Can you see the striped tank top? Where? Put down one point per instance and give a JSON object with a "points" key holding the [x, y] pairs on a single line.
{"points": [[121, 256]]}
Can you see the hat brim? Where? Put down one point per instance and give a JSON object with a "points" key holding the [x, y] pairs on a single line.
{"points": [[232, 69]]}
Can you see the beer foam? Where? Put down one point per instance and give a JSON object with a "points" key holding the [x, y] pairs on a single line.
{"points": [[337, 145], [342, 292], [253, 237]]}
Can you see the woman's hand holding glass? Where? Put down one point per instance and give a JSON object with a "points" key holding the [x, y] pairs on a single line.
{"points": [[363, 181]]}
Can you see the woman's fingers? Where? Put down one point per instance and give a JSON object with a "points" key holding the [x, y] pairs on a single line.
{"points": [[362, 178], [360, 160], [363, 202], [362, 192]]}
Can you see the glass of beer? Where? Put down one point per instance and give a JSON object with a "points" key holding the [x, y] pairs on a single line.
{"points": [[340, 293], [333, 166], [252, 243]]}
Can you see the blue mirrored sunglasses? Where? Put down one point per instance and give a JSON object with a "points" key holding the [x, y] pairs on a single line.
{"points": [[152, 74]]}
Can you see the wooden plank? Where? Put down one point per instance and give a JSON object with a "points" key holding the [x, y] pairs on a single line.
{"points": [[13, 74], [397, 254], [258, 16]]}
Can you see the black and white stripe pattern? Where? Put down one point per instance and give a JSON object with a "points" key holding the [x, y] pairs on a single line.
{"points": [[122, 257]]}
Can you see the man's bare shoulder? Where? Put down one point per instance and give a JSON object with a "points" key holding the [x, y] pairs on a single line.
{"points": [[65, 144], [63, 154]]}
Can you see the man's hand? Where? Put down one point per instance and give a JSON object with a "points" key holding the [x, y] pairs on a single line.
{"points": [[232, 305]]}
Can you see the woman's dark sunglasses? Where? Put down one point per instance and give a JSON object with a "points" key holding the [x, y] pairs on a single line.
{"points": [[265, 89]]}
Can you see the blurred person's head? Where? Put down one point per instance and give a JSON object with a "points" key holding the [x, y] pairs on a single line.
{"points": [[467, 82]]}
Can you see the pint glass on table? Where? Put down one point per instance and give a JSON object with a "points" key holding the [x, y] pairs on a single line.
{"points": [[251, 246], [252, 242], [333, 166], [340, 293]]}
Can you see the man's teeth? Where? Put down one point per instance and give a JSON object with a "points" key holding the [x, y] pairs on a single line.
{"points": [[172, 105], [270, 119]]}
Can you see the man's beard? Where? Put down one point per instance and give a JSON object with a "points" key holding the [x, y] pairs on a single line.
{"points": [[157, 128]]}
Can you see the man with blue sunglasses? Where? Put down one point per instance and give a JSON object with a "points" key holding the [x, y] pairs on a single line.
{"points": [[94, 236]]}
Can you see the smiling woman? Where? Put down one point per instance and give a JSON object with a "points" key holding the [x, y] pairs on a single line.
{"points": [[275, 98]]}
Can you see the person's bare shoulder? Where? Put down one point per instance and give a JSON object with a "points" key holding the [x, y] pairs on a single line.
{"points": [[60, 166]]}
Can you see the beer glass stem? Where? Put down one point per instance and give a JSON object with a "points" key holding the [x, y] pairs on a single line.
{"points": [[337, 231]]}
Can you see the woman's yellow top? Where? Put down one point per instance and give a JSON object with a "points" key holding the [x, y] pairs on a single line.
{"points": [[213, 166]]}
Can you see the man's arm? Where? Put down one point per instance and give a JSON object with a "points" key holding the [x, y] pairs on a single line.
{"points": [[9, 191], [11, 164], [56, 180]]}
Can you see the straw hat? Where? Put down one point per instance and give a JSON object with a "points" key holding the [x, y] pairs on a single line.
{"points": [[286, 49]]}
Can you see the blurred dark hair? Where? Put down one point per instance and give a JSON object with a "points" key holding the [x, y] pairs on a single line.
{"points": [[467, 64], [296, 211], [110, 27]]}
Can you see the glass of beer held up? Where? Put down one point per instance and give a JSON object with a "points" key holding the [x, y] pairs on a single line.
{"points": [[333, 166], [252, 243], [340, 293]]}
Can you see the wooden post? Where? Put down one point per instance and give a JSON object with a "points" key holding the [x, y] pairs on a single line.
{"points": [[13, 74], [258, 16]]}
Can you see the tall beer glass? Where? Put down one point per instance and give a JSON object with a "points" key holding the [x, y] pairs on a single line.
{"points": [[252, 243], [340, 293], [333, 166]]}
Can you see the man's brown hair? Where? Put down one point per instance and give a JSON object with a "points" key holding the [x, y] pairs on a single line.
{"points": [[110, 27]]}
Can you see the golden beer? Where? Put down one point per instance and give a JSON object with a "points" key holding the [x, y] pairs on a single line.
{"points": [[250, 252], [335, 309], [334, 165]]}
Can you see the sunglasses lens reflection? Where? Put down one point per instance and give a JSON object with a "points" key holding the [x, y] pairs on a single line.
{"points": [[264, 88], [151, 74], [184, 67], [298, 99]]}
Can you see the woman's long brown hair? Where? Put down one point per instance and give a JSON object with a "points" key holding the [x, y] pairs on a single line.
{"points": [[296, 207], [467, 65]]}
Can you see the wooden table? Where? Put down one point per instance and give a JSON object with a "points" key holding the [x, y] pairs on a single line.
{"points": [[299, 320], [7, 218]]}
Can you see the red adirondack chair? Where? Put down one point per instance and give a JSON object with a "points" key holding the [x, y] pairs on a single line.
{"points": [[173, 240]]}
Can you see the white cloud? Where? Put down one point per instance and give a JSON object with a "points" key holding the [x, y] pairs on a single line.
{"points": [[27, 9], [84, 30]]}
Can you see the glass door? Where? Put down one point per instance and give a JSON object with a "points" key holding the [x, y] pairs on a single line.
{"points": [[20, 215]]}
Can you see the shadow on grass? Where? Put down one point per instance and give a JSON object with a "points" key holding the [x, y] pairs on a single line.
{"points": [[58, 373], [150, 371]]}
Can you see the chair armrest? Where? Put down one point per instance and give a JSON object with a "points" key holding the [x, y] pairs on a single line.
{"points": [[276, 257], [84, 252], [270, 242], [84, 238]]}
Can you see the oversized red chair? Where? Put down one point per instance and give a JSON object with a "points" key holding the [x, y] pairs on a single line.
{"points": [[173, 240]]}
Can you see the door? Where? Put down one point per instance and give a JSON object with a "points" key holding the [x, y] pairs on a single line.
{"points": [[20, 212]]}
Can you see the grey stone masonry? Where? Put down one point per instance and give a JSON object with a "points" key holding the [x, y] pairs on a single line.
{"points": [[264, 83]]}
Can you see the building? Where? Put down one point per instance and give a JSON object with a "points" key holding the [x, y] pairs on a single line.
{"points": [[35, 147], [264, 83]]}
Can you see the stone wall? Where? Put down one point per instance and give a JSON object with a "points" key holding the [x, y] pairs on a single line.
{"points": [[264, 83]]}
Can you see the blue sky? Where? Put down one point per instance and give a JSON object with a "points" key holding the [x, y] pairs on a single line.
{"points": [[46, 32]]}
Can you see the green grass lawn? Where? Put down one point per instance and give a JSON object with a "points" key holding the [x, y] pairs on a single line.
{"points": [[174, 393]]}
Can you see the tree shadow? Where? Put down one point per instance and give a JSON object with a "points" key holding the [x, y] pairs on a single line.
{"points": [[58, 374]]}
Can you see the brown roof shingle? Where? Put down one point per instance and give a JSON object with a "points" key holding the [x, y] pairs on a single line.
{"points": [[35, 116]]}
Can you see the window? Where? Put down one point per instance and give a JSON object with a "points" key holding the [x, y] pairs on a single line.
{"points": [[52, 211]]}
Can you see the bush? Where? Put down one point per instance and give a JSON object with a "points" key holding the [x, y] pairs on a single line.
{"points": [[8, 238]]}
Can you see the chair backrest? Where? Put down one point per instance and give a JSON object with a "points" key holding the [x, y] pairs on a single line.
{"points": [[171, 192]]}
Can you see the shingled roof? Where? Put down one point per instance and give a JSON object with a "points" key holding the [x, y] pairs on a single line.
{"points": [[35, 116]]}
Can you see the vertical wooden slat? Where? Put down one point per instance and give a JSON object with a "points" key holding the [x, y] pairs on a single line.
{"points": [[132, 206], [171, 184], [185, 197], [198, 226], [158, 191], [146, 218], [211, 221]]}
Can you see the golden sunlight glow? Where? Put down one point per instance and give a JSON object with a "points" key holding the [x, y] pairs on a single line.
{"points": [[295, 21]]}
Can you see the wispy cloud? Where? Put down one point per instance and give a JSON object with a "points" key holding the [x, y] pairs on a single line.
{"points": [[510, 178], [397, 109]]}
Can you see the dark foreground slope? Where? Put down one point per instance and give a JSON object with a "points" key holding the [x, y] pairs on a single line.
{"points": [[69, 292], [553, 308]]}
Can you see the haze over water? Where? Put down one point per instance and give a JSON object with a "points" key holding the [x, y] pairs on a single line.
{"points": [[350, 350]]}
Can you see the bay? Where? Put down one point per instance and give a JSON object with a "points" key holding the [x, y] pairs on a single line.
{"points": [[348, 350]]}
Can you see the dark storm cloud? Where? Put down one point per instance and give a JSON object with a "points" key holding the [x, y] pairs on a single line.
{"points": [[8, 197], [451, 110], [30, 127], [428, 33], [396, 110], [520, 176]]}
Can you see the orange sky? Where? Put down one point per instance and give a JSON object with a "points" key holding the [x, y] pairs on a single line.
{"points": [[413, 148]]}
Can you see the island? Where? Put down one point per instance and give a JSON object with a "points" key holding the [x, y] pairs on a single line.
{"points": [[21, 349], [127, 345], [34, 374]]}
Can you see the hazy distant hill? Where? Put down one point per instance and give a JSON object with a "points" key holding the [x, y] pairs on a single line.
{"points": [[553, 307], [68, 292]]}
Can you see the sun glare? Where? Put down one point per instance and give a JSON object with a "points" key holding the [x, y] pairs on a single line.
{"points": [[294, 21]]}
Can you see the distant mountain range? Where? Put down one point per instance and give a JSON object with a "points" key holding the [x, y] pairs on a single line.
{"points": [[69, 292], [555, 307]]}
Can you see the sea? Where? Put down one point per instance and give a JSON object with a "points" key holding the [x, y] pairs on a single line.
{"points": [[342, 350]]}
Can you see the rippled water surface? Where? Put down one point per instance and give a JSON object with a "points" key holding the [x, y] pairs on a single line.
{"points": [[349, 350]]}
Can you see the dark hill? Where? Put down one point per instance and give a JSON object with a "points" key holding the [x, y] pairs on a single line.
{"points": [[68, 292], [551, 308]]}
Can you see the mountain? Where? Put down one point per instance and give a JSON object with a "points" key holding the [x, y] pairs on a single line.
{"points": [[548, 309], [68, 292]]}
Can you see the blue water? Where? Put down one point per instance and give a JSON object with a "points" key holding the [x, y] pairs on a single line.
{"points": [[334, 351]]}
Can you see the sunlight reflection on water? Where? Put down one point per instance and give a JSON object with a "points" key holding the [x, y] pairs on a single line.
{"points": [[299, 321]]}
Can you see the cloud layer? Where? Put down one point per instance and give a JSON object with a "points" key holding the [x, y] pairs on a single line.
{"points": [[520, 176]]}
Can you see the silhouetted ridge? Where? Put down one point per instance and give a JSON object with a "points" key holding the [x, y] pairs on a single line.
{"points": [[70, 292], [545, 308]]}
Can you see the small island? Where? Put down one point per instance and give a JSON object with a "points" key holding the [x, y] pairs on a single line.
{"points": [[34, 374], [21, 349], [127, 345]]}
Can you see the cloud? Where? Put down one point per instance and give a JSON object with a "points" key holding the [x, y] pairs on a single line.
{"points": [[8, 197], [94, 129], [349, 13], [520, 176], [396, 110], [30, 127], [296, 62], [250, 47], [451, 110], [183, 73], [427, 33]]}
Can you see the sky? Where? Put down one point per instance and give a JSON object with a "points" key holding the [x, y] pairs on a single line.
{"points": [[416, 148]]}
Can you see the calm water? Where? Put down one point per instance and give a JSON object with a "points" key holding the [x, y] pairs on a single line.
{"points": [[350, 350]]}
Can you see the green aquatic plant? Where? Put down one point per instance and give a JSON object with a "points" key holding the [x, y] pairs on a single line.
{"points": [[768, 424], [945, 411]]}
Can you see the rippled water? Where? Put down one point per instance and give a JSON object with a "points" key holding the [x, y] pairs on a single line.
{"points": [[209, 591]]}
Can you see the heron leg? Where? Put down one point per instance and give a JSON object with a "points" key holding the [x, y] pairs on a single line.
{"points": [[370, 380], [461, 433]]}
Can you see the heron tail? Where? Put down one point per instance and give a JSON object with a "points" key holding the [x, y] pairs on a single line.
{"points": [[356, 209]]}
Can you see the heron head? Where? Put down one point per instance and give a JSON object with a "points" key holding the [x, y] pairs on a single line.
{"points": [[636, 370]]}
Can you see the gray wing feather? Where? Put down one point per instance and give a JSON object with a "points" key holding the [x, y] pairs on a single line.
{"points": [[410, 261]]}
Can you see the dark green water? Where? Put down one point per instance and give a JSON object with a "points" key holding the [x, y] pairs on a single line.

###

§ What you have to do:
Rescale the lines running from the one containing "Can you see the heron leg?" through the last line, both ends included, and write out only those lines, requests and all. Multiply every point coordinate in the answers by 2.35 and round to whole numbers, with halves rounding up.

§ Exercise answer:
Can you see the heron leg? Where? Put down one point per instance and give a JSON object with a "points" key holding the [x, y] pairs on a single line.
{"points": [[870, 893], [1083, 1018]]}
Can you see the heron tail? Where? Put down one point per instance and give a JSON object with a "points" key holding the [x, y] pairs on a single line.
{"points": [[837, 491]]}
Can you see the heron head? Where? Put down one point per instance and give a JSON object with a "points" key holding the [x, y] pairs on a single line.
{"points": [[1495, 870]]}
Can you see the gray wing feather? Where? Put down one point per instance and give a JSON object with a "points" key holding the [x, y] pairs on a single line.
{"points": [[964, 613]]}
Can you see the dark green water? Where? Put down one point per instance and give a JSON object with a "points" key holding the [x, y] pairs on a single line.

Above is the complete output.